TASKS TO COMPLETE:
[A] Answer these from the blog post below:
(i) How long had the writer been away before the afternoon of weeding?
(ii) What does the blog post call a yoga pose?
(iii) Which poses does the writer's mind claim come very easily?
[B] Say whether each statement agrees with the blog post below, giving yes or no and quoting the words that decide it:
(i) The writer spent most of the morning pulling weeds.
(ii) Downward facing dog felt stable to the writer at first.
(iii) Large weeds take more than their fair share of the sunshine.

---------- GIVEN TEXT

Tuesday, June 5, 2012

How does your garden grow?

Yesterday I spent a good portion of my afternoon pulling weeds in my yard.  We had been gone for a week and, boy, its truly amazing how quickly unwanted plants can creep in and take hold when you aren't keeping watch.  In a garden it is obvious when you haven't been paying attention.  Large weeds sprout up, overshadowing your fruits, vegetables or flowers. They take more than their fair share of the sunshine, rain, and energy and suddenly, the things that you really wanted to grow and prosper are suffering.  It's the same in the body and mind of a person, but perhaps not so obvious to the untrained eye when things haven't been attended to regularly and with discipline.  That's where yoga comes in.  (Doesn't it always?)


Yoga is a practice to watch your body and mind with the utmost care.  A yoga pose is a mirror.  It reveals to you what areas you've been tending and also the areas you may have overlooked.  It is a framework for systematically 'paying attention'. 


When I first started doing yoga, my downward facing dog was a mirror that shocked and upset me.  My hands and feet slipped in sweaty pools along the mat.  My shoulders sagged.  I felt like a tent about to collapse in on itself at any moment.  I was not stable or comfortable.  I didn't understand it.  And my mind was particularly disgruntled that I couldn't "get" it; because it was the pose everyone else seemed to do easily about 75 times in one yoga class.  Ugh.  My mind insisted that I didn't have the right mat, telling me that my hands are excessively sweaty -- way beyond any normal person's hand perspiration levels!  (amusing, right?)  My mind also tried to tell me, "But you can do other poses, like back bends and hip openers, very easily, so this down dog thing must not be our fault.  It's some sort of fluke!"

--------------------
---------- PROVIDED DATA

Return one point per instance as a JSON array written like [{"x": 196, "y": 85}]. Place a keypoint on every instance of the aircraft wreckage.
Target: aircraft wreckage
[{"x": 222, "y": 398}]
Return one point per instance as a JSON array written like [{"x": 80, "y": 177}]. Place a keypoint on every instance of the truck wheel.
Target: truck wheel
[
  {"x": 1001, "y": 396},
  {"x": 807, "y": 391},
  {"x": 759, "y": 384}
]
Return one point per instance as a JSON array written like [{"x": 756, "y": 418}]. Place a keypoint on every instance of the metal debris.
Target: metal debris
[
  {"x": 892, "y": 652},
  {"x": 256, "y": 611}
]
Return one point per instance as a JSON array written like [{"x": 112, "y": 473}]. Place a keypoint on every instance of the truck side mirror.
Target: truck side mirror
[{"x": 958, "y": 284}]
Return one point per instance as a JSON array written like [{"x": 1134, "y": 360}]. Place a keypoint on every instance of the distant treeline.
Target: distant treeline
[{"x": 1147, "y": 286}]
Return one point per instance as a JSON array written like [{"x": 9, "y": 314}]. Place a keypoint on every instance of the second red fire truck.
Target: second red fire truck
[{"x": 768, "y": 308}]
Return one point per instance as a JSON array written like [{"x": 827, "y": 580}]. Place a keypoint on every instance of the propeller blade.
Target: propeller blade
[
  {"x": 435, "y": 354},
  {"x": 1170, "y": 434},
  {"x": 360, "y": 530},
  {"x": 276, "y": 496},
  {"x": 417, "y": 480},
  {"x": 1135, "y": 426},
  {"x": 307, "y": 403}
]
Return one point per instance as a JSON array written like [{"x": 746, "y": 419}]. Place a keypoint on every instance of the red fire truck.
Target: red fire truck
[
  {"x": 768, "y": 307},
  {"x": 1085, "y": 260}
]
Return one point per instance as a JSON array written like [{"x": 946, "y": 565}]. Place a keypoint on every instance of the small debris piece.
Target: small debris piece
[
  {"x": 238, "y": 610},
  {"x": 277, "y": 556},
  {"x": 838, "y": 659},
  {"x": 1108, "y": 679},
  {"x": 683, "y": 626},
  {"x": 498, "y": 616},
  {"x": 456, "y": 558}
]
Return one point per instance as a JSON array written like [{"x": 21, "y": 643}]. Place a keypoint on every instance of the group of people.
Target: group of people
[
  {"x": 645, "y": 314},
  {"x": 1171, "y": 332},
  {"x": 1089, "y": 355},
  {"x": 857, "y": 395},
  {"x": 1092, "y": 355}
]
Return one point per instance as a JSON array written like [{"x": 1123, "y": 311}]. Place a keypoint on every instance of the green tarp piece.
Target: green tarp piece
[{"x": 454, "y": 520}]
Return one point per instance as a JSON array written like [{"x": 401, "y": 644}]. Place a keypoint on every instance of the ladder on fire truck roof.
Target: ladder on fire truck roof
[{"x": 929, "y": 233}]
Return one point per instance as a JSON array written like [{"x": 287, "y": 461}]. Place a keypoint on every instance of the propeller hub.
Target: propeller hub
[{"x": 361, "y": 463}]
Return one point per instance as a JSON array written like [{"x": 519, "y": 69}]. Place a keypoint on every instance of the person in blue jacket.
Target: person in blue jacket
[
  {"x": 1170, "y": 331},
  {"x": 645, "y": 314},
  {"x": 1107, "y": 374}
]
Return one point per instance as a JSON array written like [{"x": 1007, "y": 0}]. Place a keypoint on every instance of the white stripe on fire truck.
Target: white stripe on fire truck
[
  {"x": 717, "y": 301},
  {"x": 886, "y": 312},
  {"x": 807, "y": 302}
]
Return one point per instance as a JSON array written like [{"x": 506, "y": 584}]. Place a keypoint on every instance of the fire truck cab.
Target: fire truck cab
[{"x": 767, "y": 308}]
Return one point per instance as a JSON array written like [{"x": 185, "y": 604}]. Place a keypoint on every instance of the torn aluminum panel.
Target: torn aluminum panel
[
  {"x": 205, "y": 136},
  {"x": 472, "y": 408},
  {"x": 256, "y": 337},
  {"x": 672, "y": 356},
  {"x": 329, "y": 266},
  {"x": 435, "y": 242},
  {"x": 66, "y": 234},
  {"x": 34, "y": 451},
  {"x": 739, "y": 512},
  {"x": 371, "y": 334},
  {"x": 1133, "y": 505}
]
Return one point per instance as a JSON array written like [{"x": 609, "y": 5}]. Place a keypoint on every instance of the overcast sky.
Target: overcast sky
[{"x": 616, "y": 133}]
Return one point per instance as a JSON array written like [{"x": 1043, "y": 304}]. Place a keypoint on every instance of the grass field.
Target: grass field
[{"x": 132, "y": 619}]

--------------------

ANSWERS TO THE EXERCISES:
[A]
(i) A week.
(ii) A mirror.
(iii) Back bends and hip openers.

[B]
(i) No: "Yesterday I spent a good portion of my afternoon pulling weeds in my yard."
(ii) No: "I was not stable or comfortable."
(iii) Yes: "They take more than their fair share of the sunshine, rain, and energy"